• _GIVEN REQUEST_: Copy each of the items below word for word, but leave the pictures out of your copy.

* * *

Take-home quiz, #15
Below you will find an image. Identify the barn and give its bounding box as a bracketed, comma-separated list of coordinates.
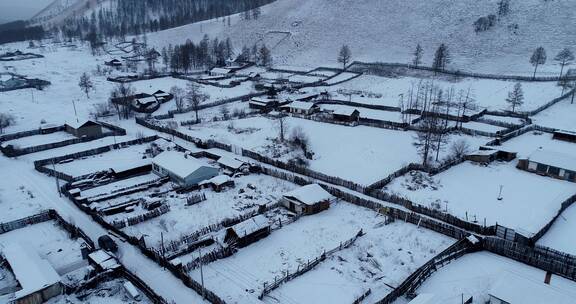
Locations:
[517, 150, 576, 182]
[280, 184, 334, 215]
[152, 151, 218, 187]
[281, 101, 319, 115]
[224, 215, 270, 248]
[65, 120, 102, 137]
[488, 273, 574, 304]
[2, 244, 64, 304]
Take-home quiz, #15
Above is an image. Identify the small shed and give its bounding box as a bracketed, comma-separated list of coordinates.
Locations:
[209, 68, 234, 76]
[104, 59, 122, 67]
[488, 273, 575, 304]
[248, 97, 279, 111]
[466, 150, 498, 164]
[152, 151, 219, 187]
[65, 120, 102, 137]
[281, 184, 334, 215]
[224, 215, 270, 248]
[517, 150, 576, 182]
[281, 101, 319, 115]
[332, 107, 360, 122]
[2, 244, 64, 304]
[552, 130, 576, 143]
[218, 156, 248, 174]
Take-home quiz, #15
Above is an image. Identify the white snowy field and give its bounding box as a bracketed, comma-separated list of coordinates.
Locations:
[385, 161, 576, 237]
[316, 75, 562, 112]
[395, 252, 576, 304]
[265, 216, 453, 304]
[148, 0, 574, 75]
[532, 98, 576, 131]
[536, 205, 576, 256]
[117, 175, 297, 247]
[191, 202, 453, 303]
[502, 132, 576, 158]
[0, 221, 82, 273]
[180, 117, 488, 184]
[2, 131, 76, 149]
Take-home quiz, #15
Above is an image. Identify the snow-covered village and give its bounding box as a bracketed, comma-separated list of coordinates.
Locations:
[0, 0, 576, 304]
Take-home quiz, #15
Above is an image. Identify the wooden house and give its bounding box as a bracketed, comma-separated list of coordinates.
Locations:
[517, 150, 576, 182]
[224, 215, 270, 248]
[280, 184, 334, 215]
[152, 151, 218, 187]
[2, 243, 64, 304]
[65, 120, 102, 137]
[552, 130, 576, 143]
[281, 101, 320, 115]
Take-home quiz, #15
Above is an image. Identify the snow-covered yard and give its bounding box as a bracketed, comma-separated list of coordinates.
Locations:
[191, 202, 452, 303]
[180, 117, 488, 184]
[385, 161, 576, 236]
[395, 252, 576, 304]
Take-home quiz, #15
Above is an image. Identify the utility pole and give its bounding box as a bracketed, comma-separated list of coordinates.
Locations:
[52, 160, 62, 197]
[198, 247, 206, 299]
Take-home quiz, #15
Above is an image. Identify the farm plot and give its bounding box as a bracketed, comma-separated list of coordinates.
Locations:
[265, 214, 454, 304]
[0, 221, 83, 273]
[191, 202, 452, 303]
[117, 175, 296, 247]
[502, 131, 576, 158]
[395, 252, 576, 304]
[385, 161, 576, 237]
[178, 117, 488, 184]
[536, 204, 576, 256]
[56, 139, 172, 176]
[316, 75, 562, 111]
[2, 131, 76, 149]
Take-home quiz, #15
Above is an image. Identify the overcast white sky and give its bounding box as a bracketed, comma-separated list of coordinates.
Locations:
[0, 0, 54, 23]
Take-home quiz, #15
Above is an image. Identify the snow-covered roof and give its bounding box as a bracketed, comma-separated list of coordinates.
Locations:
[136, 96, 157, 105]
[488, 273, 574, 304]
[218, 156, 244, 170]
[332, 107, 360, 116]
[88, 250, 120, 269]
[152, 151, 216, 179]
[408, 293, 437, 304]
[210, 68, 232, 74]
[230, 214, 270, 237]
[66, 120, 98, 129]
[528, 150, 576, 171]
[282, 101, 314, 111]
[3, 243, 61, 299]
[284, 184, 332, 205]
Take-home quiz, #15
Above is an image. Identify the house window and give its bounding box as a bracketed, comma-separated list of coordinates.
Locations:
[548, 166, 560, 176]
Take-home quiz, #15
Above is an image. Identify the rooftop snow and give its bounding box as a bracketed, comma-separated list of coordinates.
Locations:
[284, 184, 332, 205]
[3, 244, 60, 299]
[153, 151, 216, 179]
[528, 150, 576, 171]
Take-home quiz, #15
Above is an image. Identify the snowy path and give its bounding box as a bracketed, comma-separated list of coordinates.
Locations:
[0, 157, 207, 304]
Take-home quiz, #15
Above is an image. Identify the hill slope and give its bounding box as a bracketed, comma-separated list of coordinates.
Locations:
[149, 0, 576, 74]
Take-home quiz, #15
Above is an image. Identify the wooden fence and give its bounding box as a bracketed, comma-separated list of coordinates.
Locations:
[258, 230, 364, 300]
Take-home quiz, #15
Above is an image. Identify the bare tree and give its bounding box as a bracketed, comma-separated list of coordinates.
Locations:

* * *

• _REPLY_:
Take-home quiz, #15
Below you will find an image. Identify the barn and give its bounding box as a bracketed, comma-separated list of coordinates.
Locations:
[517, 150, 576, 182]
[280, 184, 334, 215]
[152, 151, 218, 187]
[281, 101, 319, 115]
[224, 215, 270, 248]
[65, 120, 102, 137]
[488, 273, 574, 304]
[2, 244, 64, 304]
Take-home quiz, #15
Above is an image. Identify the small shed and give its bounding box as a bracketed, comma-separated list of coordinates.
Locations:
[209, 68, 234, 76]
[104, 59, 122, 67]
[488, 273, 575, 304]
[248, 97, 279, 111]
[466, 150, 498, 164]
[152, 151, 219, 187]
[65, 120, 102, 137]
[281, 184, 334, 215]
[224, 215, 270, 248]
[517, 150, 576, 182]
[281, 101, 319, 115]
[332, 107, 360, 122]
[2, 244, 64, 304]
[552, 130, 576, 143]
[218, 156, 248, 174]
Take-home quiz, #15
Above is an image. Identify the white snowy field and give its bounding box as a bracketed, comma-separated list of coordinates.
Locations:
[385, 161, 576, 237]
[316, 75, 562, 112]
[395, 252, 576, 304]
[265, 216, 453, 304]
[148, 0, 574, 75]
[532, 98, 576, 131]
[536, 205, 576, 256]
[117, 175, 297, 247]
[191, 202, 453, 303]
[502, 132, 576, 158]
[0, 221, 82, 273]
[180, 117, 488, 184]
[2, 131, 76, 149]
Take-home quiz, #15
Above is an image. Identify the snow-covered village and give its bounding box as a bracketed, comma-separated list of coordinates.
Locations:
[0, 0, 576, 304]
Take-home quiz, #15
Above is an image. Identify the wooden house and give its bounding box as a bracketed, comma-separated list of coordinates.
Locations:
[517, 150, 576, 182]
[224, 215, 270, 248]
[280, 184, 334, 215]
[152, 151, 218, 187]
[2, 243, 64, 304]
[65, 120, 102, 137]
[552, 130, 576, 143]
[281, 101, 320, 115]
Take-home quiz, #15
Above is an image. Identify the snow-covered yard and give its bounding box as a bracketed, comma-separated list of coordinates.
Locations:
[191, 202, 452, 303]
[180, 117, 488, 184]
[385, 161, 576, 236]
[395, 252, 576, 304]
Take-home quiz, #15
Above is an image. Identify the utility pole and give its bounding box as a bracketed, comma-separated list of coordinates.
Locations:
[52, 160, 62, 197]
[198, 247, 206, 299]
Take-home quiz, #15
Above is an image. Identify the farm plot and give its bounding box as a bracketed, comma-separated list of coordinates.
Locations:
[265, 214, 454, 304]
[0, 221, 83, 273]
[191, 202, 452, 303]
[117, 175, 296, 247]
[502, 131, 576, 158]
[395, 252, 576, 304]
[385, 161, 576, 237]
[178, 117, 488, 184]
[536, 204, 576, 256]
[56, 139, 172, 176]
[316, 75, 562, 111]
[2, 131, 76, 149]
Take-home quiz, #15
Above is an image. Identify the overcast white sky and give its bounding box as a bracketed, comma-separated list of coordinates.
Locations:
[0, 0, 54, 23]
Take-home quiz, #15
Above is an image. Identify the snow-covered roof and give its bounding box as a bracketed, comma-separated list of coordinates.
Locations:
[136, 96, 157, 105]
[488, 273, 574, 304]
[218, 156, 244, 170]
[332, 107, 360, 116]
[88, 250, 120, 269]
[152, 151, 216, 179]
[408, 293, 437, 304]
[210, 68, 232, 74]
[230, 214, 270, 237]
[66, 120, 98, 129]
[528, 150, 576, 171]
[282, 101, 314, 111]
[3, 243, 61, 299]
[284, 184, 332, 205]
Take-home quiz, #15
Above is an image. Identify the house window and give its bounding box as a bracketed, comma-separated list of coordinates.
Locations:
[548, 166, 560, 176]
Take-home quiz, #15
Above is an image. Identify the rooftop snow and give its bounding box as a bracketed, comma-separated list of coordinates.
Locations:
[284, 184, 332, 205]
[3, 244, 60, 299]
[153, 151, 216, 179]
[528, 150, 576, 171]
Take-home quiz, #15
Above is an image. Identify the snowy path and give its bounding box as a bracketed, comma-separated list of coordinates.
Locations:
[0, 157, 207, 304]
Take-home quiz, #15
Above is an image. Identify the hill slope and give its bounding box as a bracketed, comma-separated list of coordinates.
Locations:
[149, 0, 576, 74]
Take-home quiz, #15
Above is an image. Identify the wooden fence and give its bounding box as a bracketed, comma-separated list of coordinates.
Locations:
[258, 230, 364, 300]
Take-home quiz, #15
Above is an image. Identify the bare tree and give its bounding box as a bracketed, comma-separated list of coordinates.
Locations:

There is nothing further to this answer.